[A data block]
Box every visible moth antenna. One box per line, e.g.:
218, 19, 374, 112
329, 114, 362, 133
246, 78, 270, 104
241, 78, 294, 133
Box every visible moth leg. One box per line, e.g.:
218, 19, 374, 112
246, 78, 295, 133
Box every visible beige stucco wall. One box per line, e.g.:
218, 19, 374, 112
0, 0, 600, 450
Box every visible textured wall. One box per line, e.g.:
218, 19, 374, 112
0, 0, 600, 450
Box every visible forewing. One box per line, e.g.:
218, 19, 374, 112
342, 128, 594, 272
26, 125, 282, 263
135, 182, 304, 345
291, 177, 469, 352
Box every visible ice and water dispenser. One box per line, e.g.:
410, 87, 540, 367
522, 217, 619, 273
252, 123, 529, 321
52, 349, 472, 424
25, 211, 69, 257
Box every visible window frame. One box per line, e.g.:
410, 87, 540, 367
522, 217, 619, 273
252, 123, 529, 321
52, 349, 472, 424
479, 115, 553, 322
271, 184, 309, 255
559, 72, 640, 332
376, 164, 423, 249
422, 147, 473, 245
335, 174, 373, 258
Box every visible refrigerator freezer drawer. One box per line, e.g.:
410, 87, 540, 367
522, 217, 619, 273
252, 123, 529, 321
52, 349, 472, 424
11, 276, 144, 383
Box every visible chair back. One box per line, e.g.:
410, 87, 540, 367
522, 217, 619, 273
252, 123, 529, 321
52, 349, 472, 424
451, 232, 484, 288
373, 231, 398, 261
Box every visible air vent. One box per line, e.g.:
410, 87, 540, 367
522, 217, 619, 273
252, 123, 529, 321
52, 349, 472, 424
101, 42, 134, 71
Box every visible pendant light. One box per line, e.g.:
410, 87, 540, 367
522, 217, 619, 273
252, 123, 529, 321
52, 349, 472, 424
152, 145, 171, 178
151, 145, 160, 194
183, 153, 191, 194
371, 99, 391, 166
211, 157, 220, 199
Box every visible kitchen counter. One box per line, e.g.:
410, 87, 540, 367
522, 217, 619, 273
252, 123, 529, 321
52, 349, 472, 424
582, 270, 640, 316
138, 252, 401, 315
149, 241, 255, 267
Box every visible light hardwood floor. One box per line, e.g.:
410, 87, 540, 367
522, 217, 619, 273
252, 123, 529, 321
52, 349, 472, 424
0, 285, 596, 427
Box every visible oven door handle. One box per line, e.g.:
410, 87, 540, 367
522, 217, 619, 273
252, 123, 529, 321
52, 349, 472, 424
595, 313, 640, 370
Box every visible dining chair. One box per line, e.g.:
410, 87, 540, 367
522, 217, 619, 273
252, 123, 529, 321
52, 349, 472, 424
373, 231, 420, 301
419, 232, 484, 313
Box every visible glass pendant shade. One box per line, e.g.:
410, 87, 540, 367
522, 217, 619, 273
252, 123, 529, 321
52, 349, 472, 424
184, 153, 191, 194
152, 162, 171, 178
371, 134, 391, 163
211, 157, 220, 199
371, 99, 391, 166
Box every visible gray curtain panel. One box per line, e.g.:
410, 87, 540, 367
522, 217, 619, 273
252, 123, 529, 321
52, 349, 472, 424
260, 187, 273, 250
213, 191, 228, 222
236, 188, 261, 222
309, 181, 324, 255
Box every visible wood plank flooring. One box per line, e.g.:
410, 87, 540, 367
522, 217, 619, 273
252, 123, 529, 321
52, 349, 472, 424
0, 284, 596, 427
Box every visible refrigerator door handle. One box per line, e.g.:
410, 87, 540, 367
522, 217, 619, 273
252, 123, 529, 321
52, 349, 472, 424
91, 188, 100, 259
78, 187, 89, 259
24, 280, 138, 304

* DIRECTION *
Return all of the rows above, unchanged and in the same order.

* TASK OUTPUT *
Box every visible moth antenna. One box per line, e.g.:
218, 19, 374, 112
329, 114, 362, 133
246, 78, 270, 104
241, 78, 294, 133
Box every visible moth leg. One box per line, e.g.:
218, 19, 374, 112
246, 78, 295, 133
Box every visible beige stucco wall. One box per line, e.g.:
218, 19, 374, 112
0, 0, 600, 450
Box every visible textured wall. One box per line, e.g.:
218, 19, 374, 112
0, 0, 600, 450
Box every visible forewing. One box per line, e.g.:
218, 19, 374, 112
342, 128, 594, 272
26, 125, 282, 263
135, 182, 304, 345
291, 177, 469, 352
Box every visible ice and water dispenser. One box per line, e.g.:
410, 87, 540, 367
522, 217, 619, 273
252, 123, 529, 321
52, 349, 472, 424
25, 211, 69, 257
Box every visible window frame. One box per line, e.g.:
410, 87, 540, 367
522, 217, 619, 273
252, 123, 529, 321
52, 349, 472, 424
479, 115, 553, 322
271, 184, 309, 255
559, 72, 640, 332
376, 164, 423, 249
422, 147, 473, 245
335, 174, 373, 258
Box every visible refrigerator freezer drawer. One box per line, e.g.:
410, 87, 540, 367
522, 217, 619, 273
252, 123, 529, 321
52, 349, 472, 424
11, 276, 144, 383
Box every visible chair back. One box per line, e.g.:
410, 87, 540, 367
522, 217, 619, 273
252, 123, 529, 321
52, 349, 472, 424
451, 232, 484, 288
373, 231, 398, 261
Box every visible air vent. One box per line, e.g.:
410, 87, 540, 367
522, 217, 619, 273
252, 123, 529, 321
52, 349, 472, 424
101, 42, 134, 71
Box every visible pendant light. One box per line, e.g.:
410, 87, 540, 367
522, 217, 619, 273
252, 123, 529, 321
52, 349, 472, 424
152, 145, 171, 178
151, 145, 160, 194
183, 153, 191, 194
371, 99, 391, 166
211, 157, 220, 199
Box every visible kitchen counter. One box per line, e.g.:
410, 87, 540, 367
522, 217, 619, 273
252, 123, 529, 321
52, 349, 472, 424
582, 270, 640, 316
138, 252, 401, 315
149, 241, 255, 267
Box every visible light hardwood floor. One box per line, e.g.:
410, 87, 540, 367
522, 217, 619, 273
252, 123, 529, 321
52, 349, 472, 424
0, 285, 596, 427
Box every visible oven door handle. One box per line, e.g.:
410, 87, 540, 367
522, 217, 619, 273
252, 123, 529, 321
52, 349, 472, 424
595, 313, 640, 370
Box every visible dining chair. One box per line, e.g.:
410, 87, 540, 367
522, 217, 619, 273
252, 123, 529, 321
52, 349, 472, 424
373, 231, 420, 301
419, 232, 484, 313
Box every visible glass pendant shade. One box per line, e.g.:
410, 87, 540, 367
522, 217, 619, 273
252, 123, 529, 321
52, 349, 472, 424
184, 153, 191, 194
152, 162, 171, 178
371, 134, 391, 163
211, 157, 220, 199
371, 99, 391, 166
Box every visible gray curtain panel. One box per line, e.g.:
410, 87, 540, 367
522, 217, 619, 273
252, 123, 529, 321
52, 349, 472, 424
260, 187, 273, 250
213, 191, 228, 222
236, 188, 261, 222
309, 181, 324, 255
Box every visible wood plank flooring. One box per line, e.g.:
410, 87, 540, 367
522, 217, 619, 273
252, 123, 529, 321
52, 349, 472, 424
0, 284, 596, 427
Box every visible refrigerator door handle. One box per line, e.g.:
410, 87, 540, 367
522, 217, 619, 273
252, 123, 529, 321
52, 349, 472, 424
91, 188, 100, 259
78, 187, 89, 259
24, 280, 138, 304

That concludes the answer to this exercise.